**Text**.
=-=-=-=-=

Introduction

What's the goal of this book?

This book aims to build up enough knowledge about metaprogramming in Lean 4 so you can be comfortable enough to:

Start building your own meta helpers (defining new Lean notation such as ∑, building new Lean commands such as #check, writing tactics such as use, etc.)
Read and discuss metaprogramming APIs like the ones in Lean 4 core and Mathlib4

We by no means intend to provide an exhaustive exploration/explanation of the entire Lean 4 metaprogramming API. We also don't cover the topic of monadic programming in Lean 4. However, we hope that the examples provided will be simple enough for the reader to follow and comprehend without a super deep understanding of monadic programming. The book Functional Programming in Lean is a highly recommended source on that subject.

Book structure

The book is organized in a way to build up enough context for the chapters that cover DSLs and tactics. Backtracking the pre-requisites for each chapter, the dependency structure is as follows:

"Tactics" builds on top of "Macros" and "Elaboration"
"DSLs" builds on top of "Elaboration"
"Macros" builds on top of "Syntax"
"Elaboration" builds on top of "Syntax" and "MetaM"
"MetaM" builds on top of "Expressions"

After the chapter on tactics, you find a cheat sheet containing a wrap-up of key concepts and functions. And after that, there are some chapters with extra content, showing other applications of metaprogramming in Lean 4. Most chapters contain exercises at the end of the chapter - and at the end of the book you will have full solutions to those exercises.

The rest of this chapter is a gentle introduction to what metaprogramming is, offering some small examples to serve as appetizers for what the book shall cover.

Note: the code snippets aren't self-contained. They are supposed to be run/read incrementally, starting from the beginning of each chapter.

What does it mean to be in meta?

When we write code in most programming languages such as Python, C, Java or Scala, we usually have to stick to a pre-defined syntax otherwise the compiler or the interpreter won't be able to figure out what we're trying to say. In Lean, that would be defining an inductive type, implementing a function, proving a theorem, etc. The compiler, then, has to parse the code, build an AST (abstract syntax tree) and elaborate its syntax nodes into terms that can be processed by the language kernel. We say that such activities performed by the compiler are done in the meta-level, which will be studied throughout the book. And we also say that the common usage of the language syntax is done in the object-level.

=-=-=-=-=

**Listing**.
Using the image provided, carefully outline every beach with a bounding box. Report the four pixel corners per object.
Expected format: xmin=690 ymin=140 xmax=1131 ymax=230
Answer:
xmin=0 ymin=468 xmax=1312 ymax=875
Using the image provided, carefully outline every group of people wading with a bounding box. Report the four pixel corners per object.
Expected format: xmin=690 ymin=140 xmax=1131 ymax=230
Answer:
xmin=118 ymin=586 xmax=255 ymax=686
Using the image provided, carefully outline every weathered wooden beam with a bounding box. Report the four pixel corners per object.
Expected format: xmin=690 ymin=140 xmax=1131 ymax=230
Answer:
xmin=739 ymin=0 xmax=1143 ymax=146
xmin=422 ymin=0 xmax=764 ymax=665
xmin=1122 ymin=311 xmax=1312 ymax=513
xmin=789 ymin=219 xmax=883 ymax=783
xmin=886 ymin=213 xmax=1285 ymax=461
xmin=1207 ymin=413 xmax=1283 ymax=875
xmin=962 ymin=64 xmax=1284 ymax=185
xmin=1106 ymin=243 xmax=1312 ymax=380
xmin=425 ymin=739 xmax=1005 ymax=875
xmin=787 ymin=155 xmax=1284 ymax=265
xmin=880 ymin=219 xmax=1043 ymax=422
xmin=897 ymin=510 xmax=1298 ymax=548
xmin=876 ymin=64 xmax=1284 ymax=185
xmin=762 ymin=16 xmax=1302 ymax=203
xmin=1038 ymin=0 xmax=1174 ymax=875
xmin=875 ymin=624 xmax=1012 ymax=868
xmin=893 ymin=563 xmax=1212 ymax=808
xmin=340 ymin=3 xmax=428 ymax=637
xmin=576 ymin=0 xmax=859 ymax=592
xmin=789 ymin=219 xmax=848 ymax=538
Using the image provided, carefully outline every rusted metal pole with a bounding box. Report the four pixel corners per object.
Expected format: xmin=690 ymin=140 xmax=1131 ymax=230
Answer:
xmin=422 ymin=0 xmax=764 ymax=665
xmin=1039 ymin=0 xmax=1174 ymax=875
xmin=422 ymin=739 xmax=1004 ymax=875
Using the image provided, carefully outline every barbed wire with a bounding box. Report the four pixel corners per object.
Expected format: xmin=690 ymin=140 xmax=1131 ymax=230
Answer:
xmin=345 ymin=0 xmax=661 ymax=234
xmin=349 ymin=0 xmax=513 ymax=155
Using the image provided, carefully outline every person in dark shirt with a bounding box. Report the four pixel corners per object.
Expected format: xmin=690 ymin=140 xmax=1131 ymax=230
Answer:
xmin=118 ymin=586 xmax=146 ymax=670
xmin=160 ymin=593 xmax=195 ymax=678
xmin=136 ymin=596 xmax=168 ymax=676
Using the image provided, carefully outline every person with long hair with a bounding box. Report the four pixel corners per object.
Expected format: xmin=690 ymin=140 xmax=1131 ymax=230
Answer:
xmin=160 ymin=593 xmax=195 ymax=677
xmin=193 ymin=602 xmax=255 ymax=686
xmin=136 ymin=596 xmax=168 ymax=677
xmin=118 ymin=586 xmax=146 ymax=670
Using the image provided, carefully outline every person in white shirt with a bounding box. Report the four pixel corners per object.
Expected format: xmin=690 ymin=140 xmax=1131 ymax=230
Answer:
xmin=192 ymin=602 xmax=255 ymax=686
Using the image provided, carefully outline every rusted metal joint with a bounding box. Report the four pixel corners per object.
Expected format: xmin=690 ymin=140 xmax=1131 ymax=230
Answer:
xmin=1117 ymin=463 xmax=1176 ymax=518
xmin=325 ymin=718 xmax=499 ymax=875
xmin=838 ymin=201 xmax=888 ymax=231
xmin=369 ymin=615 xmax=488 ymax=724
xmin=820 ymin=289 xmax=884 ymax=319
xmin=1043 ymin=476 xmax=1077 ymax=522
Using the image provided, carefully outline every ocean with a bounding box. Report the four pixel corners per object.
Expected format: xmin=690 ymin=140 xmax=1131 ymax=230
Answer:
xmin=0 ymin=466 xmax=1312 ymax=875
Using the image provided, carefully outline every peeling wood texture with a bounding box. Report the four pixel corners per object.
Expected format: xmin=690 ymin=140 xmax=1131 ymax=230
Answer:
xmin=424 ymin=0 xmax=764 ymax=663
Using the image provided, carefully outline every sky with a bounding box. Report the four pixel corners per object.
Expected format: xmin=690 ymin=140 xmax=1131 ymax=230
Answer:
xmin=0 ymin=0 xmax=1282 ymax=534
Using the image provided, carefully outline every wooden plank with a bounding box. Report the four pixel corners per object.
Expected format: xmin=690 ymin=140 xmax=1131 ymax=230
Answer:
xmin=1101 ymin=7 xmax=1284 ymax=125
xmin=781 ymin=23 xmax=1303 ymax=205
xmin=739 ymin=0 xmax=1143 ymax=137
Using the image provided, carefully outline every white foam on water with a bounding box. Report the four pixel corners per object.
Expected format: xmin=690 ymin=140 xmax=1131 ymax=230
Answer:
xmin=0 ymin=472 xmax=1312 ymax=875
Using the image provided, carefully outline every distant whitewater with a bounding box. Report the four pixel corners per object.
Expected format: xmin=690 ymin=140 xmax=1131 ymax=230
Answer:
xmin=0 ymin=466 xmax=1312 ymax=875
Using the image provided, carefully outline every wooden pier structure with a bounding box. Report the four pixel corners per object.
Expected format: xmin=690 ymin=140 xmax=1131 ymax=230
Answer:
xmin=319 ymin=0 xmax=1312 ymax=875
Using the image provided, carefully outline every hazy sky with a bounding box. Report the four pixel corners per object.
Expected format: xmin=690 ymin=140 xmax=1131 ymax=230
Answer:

=-=-=-=-=

**Required task 1**.
In the Lean 4 metaprogramming introduction, what comes right after the chapter on tactics?
**Required task 2**.
Pick up the Lean 4 metaprogramming introduction after its final sentence and carry it on.
You can leave the listing aside.

**Exercise response 1**.
A cheat sheet that wraps up key concepts and functions.

**Exercise response 2**.
In most systems, the meta-level activities are done in a different language to the one that we use to write code. In Isabelle, the meta-level language is ML and Scala. In Coq, it's OCaml. In Agda, it's Haskell. In Lean 4, the meta code is mostly written in Lean itself, with a few components written in C++.

One cool thing about Lean, though, is that it allows us to define custom syntax nodes and implement meta-level routines to elaborate them in the very same development environment that we use to perform object-level activities. So for example, one can write notation to instantiate a term of a certain type and use it right away, in the same file! This concept is generally called reflection. We can say that, in Lean, the meta-level is reflected to the object-level.

If you have done some metaprogramming in languages such as Ruby, Python or Javascript, it probably took the form of making use of predefined metaprogramming methods to define something on the fly. For example, in Ruby you can use Class.new and define_method to define a new class and its new method (with new code inside!) on the fly, as your program is executing.

We don't usually need to define new commands or tactics "on the fly" in Lean, but spiritually similar feats are possible with Lean metaprogramming and are equally straightforward, e.g. you can define a new Lean command using a simple one-liner elab "#help" : command => do ...normal Lean code....

In Lean, however, we will frequently want to directly manipulate Lean's CST (Concrete Syntax Tree, Lean's Syntax type) and Lean's AST (Abstract Syntax Tree, Lean's Expr type) instead of using "normal Lean code", especially when we're writing tactics. So Lean metaprogramming is more challenging to master - a large chunk of this book is contributed to studying these types and how we can manipulate them.

Metaprogramming examples

Next, we introduce several examples of Lean metaprogramming, so that you start getting a taste for what metaprogramming in Lean is, and what it will enable you to achieve. These examples are meant as mere illustrations - do not worry if you don't understand the details for now.

Introducing notation (defining new syntax)

Often one wants to introduce new notation, for example one more suitable for (a branch of) mathematics. For instance, in mathematics one would write the function adding 2 to a natural number as x : Nat ↦ x + 2 or simply x ↦ x + 2 if the domain can be inferred to be the natural numbers. The corresponding lean definitions fun x : Nat => x + 2 and fun x => x + 2 use => which in mathematics means implication, so may be confusing to some.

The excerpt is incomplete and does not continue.